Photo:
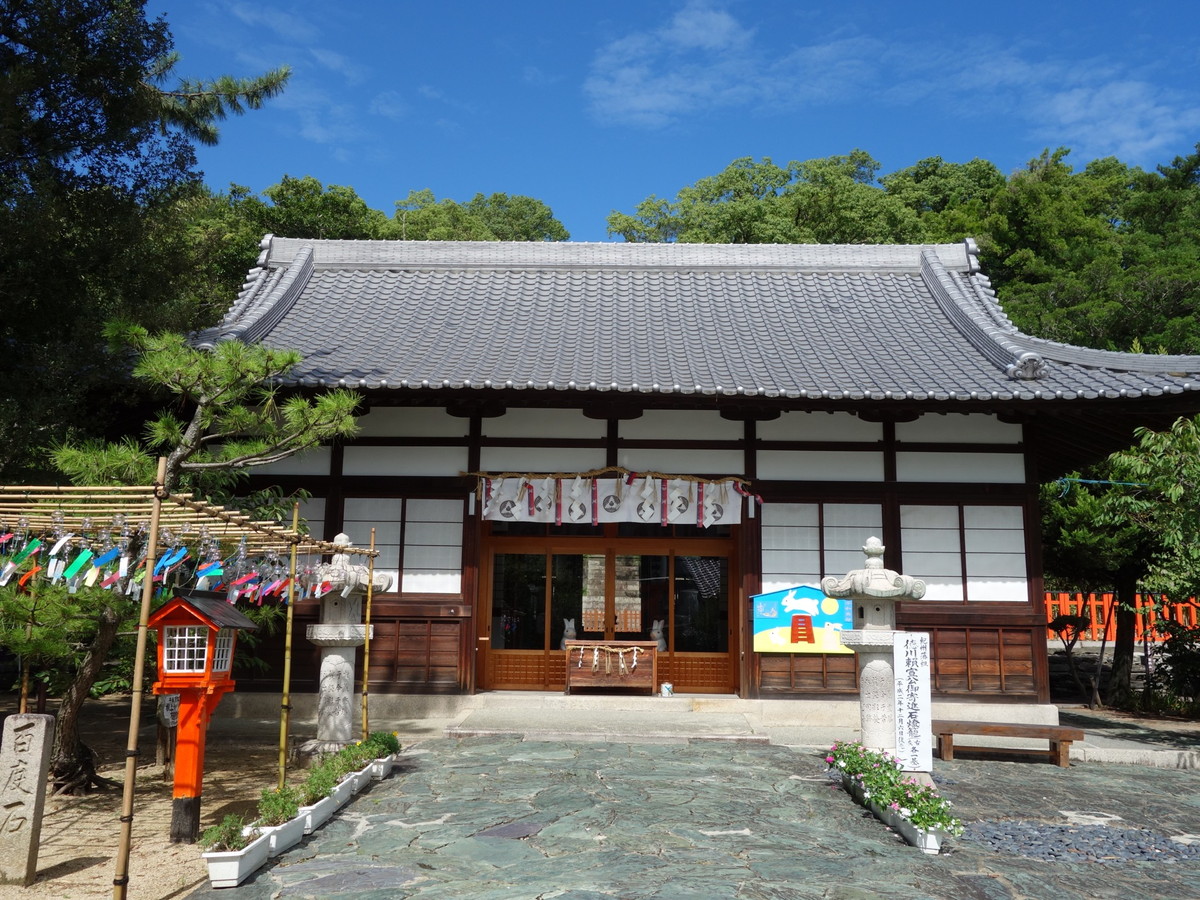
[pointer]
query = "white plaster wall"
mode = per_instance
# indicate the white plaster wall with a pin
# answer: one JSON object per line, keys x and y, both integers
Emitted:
{"x": 791, "y": 541}
{"x": 820, "y": 466}
{"x": 311, "y": 462}
{"x": 540, "y": 460}
{"x": 966, "y": 468}
{"x": 790, "y": 545}
{"x": 684, "y": 462}
{"x": 681, "y": 425}
{"x": 360, "y": 515}
{"x": 433, "y": 546}
{"x": 412, "y": 423}
{"x": 427, "y": 461}
{"x": 545, "y": 424}
{"x": 996, "y": 568}
{"x": 820, "y": 426}
{"x": 847, "y": 526}
{"x": 958, "y": 429}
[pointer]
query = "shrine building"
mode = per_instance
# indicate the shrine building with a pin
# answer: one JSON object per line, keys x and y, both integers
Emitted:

==========

= Written task =
Please recast all the rows above as a Markdown table with the columns No. and Line, numbering each line in order and skipping blank lines. Leave the pictures out.

= Answer to the problem =
| No. | Line |
|---|---|
| 1 | Photo: |
| 2 | [pointer] |
| 3 | query = "white plaster wall" |
| 4 | mode = per_instance |
| 5 | # indicate the white plaster wall with a pin |
| 6 | # answer: one JSON object per line, keys x and y, both integers |
| 7 | Emitted: |
| 8 | {"x": 791, "y": 541} |
| 9 | {"x": 820, "y": 466} |
| 10 | {"x": 311, "y": 462} |
| 11 | {"x": 540, "y": 460} |
| 12 | {"x": 966, "y": 468} |
| 13 | {"x": 790, "y": 545} |
| 14 | {"x": 684, "y": 462} |
| 15 | {"x": 681, "y": 425} |
| 16 | {"x": 360, "y": 515} |
| 17 | {"x": 433, "y": 546} |
| 18 | {"x": 412, "y": 423} |
| 19 | {"x": 427, "y": 461} |
| 20 | {"x": 545, "y": 424} |
| 21 | {"x": 996, "y": 568} |
| 22 | {"x": 820, "y": 426} |
| 23 | {"x": 847, "y": 526} |
| 24 | {"x": 958, "y": 429} |
| 25 | [pointer] |
| 26 | query = "shrine building" |
| 27 | mode = per_instance |
| 28 | # indicate the shrine building with a pin |
| 29 | # answer: one JSON object per line, keys x and y, both integers |
| 30 | Emitted: |